▸ **Dataset entries**
== Segment start ==

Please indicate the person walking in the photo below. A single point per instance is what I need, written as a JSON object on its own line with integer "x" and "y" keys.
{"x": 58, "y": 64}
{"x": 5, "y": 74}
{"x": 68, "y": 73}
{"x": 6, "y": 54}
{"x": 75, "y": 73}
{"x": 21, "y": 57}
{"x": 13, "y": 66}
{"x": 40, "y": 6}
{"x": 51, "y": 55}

== Segment end ==

▸ **How to complete this task**
Top to bottom, transcribe every line above exactly.

▸ **Written response**
Please indicate the person walking in the photo below. A single point per instance is what I need, written as a JSON object on its own line with integer "x" and "y" keys.
{"x": 58, "y": 64}
{"x": 5, "y": 74}
{"x": 68, "y": 73}
{"x": 6, "y": 54}
{"x": 75, "y": 73}
{"x": 21, "y": 57}
{"x": 13, "y": 66}
{"x": 40, "y": 6}
{"x": 51, "y": 55}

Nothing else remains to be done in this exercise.